(Pointing dataset records)
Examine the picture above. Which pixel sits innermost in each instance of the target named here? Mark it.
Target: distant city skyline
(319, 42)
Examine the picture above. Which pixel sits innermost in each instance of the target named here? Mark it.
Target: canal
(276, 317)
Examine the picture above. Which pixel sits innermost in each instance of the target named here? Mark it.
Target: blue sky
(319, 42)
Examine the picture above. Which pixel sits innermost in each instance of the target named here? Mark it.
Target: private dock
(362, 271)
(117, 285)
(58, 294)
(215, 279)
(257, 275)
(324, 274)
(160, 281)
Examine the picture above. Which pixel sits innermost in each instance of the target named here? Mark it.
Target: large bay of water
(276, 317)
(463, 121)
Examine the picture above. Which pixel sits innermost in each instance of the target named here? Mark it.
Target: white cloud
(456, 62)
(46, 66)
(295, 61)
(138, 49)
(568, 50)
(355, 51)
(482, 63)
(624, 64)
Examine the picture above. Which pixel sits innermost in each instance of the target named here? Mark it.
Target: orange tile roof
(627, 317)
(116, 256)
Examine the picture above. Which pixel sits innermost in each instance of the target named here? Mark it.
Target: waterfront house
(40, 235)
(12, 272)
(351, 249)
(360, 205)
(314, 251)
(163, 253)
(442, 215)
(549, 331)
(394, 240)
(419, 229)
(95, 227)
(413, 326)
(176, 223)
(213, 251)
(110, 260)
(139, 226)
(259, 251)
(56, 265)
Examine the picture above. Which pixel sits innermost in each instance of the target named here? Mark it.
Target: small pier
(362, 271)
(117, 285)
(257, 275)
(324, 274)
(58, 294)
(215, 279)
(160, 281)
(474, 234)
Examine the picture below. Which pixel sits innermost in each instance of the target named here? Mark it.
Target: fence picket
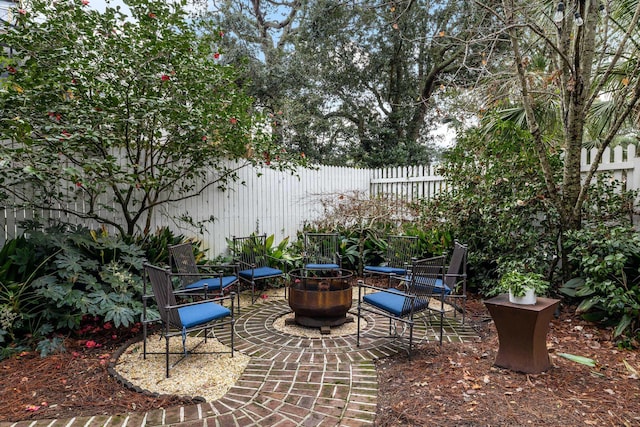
(280, 203)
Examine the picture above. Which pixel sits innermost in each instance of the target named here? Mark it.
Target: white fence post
(279, 203)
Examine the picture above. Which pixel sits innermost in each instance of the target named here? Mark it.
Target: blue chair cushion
(393, 301)
(322, 266)
(260, 272)
(438, 286)
(199, 314)
(384, 270)
(213, 283)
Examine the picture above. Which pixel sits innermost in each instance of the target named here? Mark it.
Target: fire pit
(320, 298)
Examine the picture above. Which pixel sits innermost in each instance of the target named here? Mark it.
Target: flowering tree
(107, 117)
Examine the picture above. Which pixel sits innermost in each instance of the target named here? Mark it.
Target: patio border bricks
(290, 380)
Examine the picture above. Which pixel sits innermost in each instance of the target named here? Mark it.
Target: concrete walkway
(290, 380)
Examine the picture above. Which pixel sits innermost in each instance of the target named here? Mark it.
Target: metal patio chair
(455, 279)
(185, 318)
(403, 307)
(398, 255)
(202, 279)
(253, 261)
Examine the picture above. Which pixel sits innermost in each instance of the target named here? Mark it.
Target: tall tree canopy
(359, 81)
(108, 117)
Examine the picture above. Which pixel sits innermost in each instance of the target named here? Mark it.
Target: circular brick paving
(290, 380)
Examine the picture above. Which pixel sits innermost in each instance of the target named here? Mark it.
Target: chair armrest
(218, 299)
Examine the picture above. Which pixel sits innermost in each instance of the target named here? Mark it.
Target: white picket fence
(280, 203)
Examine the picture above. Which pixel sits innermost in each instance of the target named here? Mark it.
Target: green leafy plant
(517, 282)
(78, 272)
(607, 282)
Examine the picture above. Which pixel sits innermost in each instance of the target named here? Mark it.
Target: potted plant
(523, 288)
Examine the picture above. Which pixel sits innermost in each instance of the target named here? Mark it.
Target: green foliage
(79, 272)
(110, 117)
(517, 282)
(155, 245)
(497, 204)
(371, 101)
(607, 261)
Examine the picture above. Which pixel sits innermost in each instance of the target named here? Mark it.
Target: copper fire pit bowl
(320, 298)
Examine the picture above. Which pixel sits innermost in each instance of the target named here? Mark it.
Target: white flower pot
(529, 298)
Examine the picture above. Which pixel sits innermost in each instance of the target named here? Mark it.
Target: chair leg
(144, 339)
(167, 355)
(358, 327)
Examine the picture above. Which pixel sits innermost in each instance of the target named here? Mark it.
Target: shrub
(607, 261)
(79, 272)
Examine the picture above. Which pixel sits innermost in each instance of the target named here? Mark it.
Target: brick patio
(290, 380)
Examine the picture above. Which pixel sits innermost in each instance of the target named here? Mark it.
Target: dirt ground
(456, 385)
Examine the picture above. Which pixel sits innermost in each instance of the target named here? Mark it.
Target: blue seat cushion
(393, 301)
(260, 272)
(384, 270)
(213, 283)
(322, 266)
(422, 283)
(199, 314)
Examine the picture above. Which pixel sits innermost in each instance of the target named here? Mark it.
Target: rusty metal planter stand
(522, 333)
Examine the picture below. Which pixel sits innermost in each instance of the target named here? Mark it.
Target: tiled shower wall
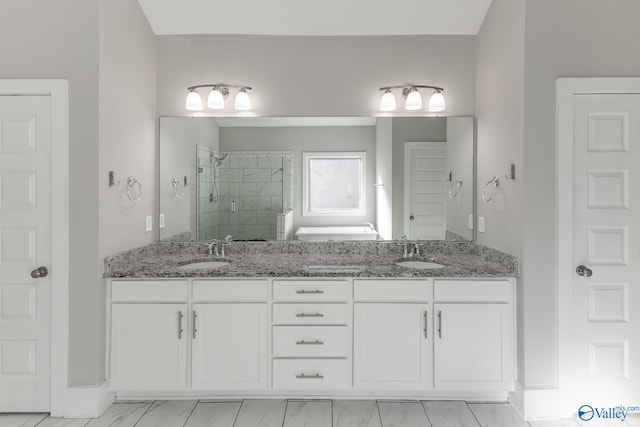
(252, 188)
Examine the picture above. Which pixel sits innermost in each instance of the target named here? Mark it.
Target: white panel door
(472, 347)
(149, 346)
(25, 245)
(392, 346)
(229, 346)
(425, 190)
(606, 235)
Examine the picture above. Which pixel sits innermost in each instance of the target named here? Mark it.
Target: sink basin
(203, 265)
(419, 264)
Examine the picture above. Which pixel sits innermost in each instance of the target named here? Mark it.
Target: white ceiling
(316, 17)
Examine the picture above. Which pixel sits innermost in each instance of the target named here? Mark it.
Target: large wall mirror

[EXERCISE BRIEF]: From the data above, write out everything exactly except the pictures.

[THE SOLUTION]:
Examine the picture above. Which pixel sits innermost in each instance of the target named here? Mark it.
Target: distant city skyline
(319, 42)
Examine the picture above. Which pixel sits innermost in each instance of the target named here? Mark it.
Target: canal
(276, 317)
Examine the picture above. Which pixel sits innermost in each instance of the target named here? Mark it.
Target: blue sky
(319, 42)
Examine the picture above. Which pixel sits innermost in each instance of the target named here? Mark it.
Target: private dock
(362, 271)
(117, 285)
(58, 294)
(215, 279)
(257, 275)
(324, 274)
(160, 281)
Examine the picture above. Which pixel sits innermost in each instance of the target named here? Mark it.
Target: large bay of water
(276, 317)
(463, 121)
Examine the picture above. Which pixel sits innermost in each instance of the target named here? Mark it.
Target: white cloud
(456, 62)
(46, 66)
(295, 61)
(138, 49)
(568, 50)
(355, 51)
(482, 63)
(624, 64)
Examine the picture above. Which pixel sits innermost in each instance of the target named here? Mark it.
Target: orange tile roof
(627, 317)
(116, 256)
Examine the picture above. Which pixel sits innermost in each instance of the target named here? Mark it.
Target: waterfront house
(40, 235)
(12, 272)
(351, 249)
(360, 205)
(314, 251)
(163, 253)
(442, 215)
(549, 331)
(394, 240)
(419, 229)
(95, 227)
(413, 326)
(176, 223)
(213, 251)
(110, 260)
(139, 226)
(259, 251)
(56, 265)
Examine the picture above. Which pixel sits innermost in each instance of the target named here? Mark it.
Target: small pier
(362, 271)
(117, 285)
(257, 275)
(324, 274)
(58, 294)
(215, 279)
(160, 281)
(474, 234)
Examine the picture below. Which pixel sits innermost in each instance of the target named here? Mark it.
Target: fence picket
(280, 203)
Examine the picture above. Which pixel sits innermost in each instance of the target named here? Mark it.
Target: white fence post
(279, 203)
Examine the picture above. Which pixel sits innermost in each instance of the target named here? Mark it.
Target: blue chair cushion
(393, 301)
(322, 266)
(260, 272)
(438, 286)
(199, 314)
(384, 270)
(213, 283)
Examine the picture above. Which pixel sits innermost in each instance of the target named here? Mark it.
Target: fire pit
(320, 298)
Examine the picture above. Which pixel sits innermost in each instance of the target named here? Mark it.
Target: flowering tree
(107, 117)
Examine the picture above. Which pixel sits innermost in each instance of the target named here? Mark it.
Target: patio border bricks
(290, 380)
Examine the picture above. Which pixel sits innermost in each instance of the target named here? Mark it.
Target: concrete walkway
(290, 380)
Examine the picture above. Which pixel sits innermost in each instance of the target named here? Mark it.
Target: metal patio chair
(455, 279)
(185, 318)
(403, 307)
(398, 255)
(202, 279)
(253, 261)
Examine the picture above. Which pixel sits innermost in each instance of the target named here? Mark it.
Target: tall tree canopy
(359, 81)
(108, 117)
Examine the picture above. Which pixel sits innermost in each instance of the target named here? Mark it.
Target: circular brick paving
(290, 380)
Examine the picture above. Which pixel sits innermost in each instance of the target named here? Mark it.
Target: chair armrest
(218, 299)
Examine the picture above. Which pixel sits innermost in each instance of the target named here? Mark it.
Target: white picket fence
(280, 203)
Examine the picture above. Which pixel sits innermost in each instance of the target named here? Mark it.
Target: green leafy plant
(517, 282)
(78, 272)
(607, 282)
Examine the picture above. Which pixel sits innermost in each instance of the target named here? Mark it.
Target: potted plant
(523, 288)
Examine the picture above. Which pixel sits innermost in each instance of the target named here? Mark it.
Target: green foliage
(79, 272)
(110, 117)
(517, 282)
(155, 245)
(497, 204)
(371, 101)
(607, 261)
Examine the picture above. Which pixel sits innermost in each instance of the target named here? Mark it.
Target: copper fire pit bowl
(320, 298)
Examine the picture above. Which pixel sits innermost in each instance of the target named here? Mark it.
Target: white flower pot
(529, 298)
Examine the picture above. Which pixel sits innermost in each instance of the target named here? Mark it.
Target: chair leg
(144, 339)
(167, 355)
(358, 327)
Examine the picture above. Which pixel sits innermost in each instance of the target named here? Mark it.
Target: shrub
(607, 261)
(79, 272)
Examine the picture above. Which pixel sits innermost in each instance of the target named here? Mark it.
Target: brick patio
(290, 380)
Examine the picture above. Which pixel sits innermost in each instance of the target named here? Mark it.
Target: dirt ground
(456, 385)
Examine the picture above. Which pixel sits innermost in each instance of the target named here? Mark it.
Target: blue seat cushion
(393, 301)
(260, 272)
(384, 270)
(213, 283)
(322, 266)
(422, 283)
(199, 314)
Examine the picture above. Which pixel sits innermost in each instance of the target named here? Mark it.
Target: rusty metal planter stand
(522, 333)
Examine the picture below. Which pixel sits innermost in each instance of the target named here? Mark it.
Target: tiled shower wall
(252, 188)
Examine the picture above. Which pixel sits innermost in each instance of the target named here? Mark it.
Target: white panel door
(472, 347)
(149, 346)
(25, 245)
(392, 346)
(229, 346)
(425, 190)
(606, 235)
Examine the picture above. Which pixel sits innermost in each instance of the target named here? Mark it.
Target: sink basin
(203, 265)
(419, 264)
Examine the picture above. Which pixel sits innermost in each instance of the target named here? Mark it.
Target: white ceiling
(316, 17)
Examine the picture above. Which pixel sits innermost in each instance of the target named here? Mark it.
Target: large wall mirror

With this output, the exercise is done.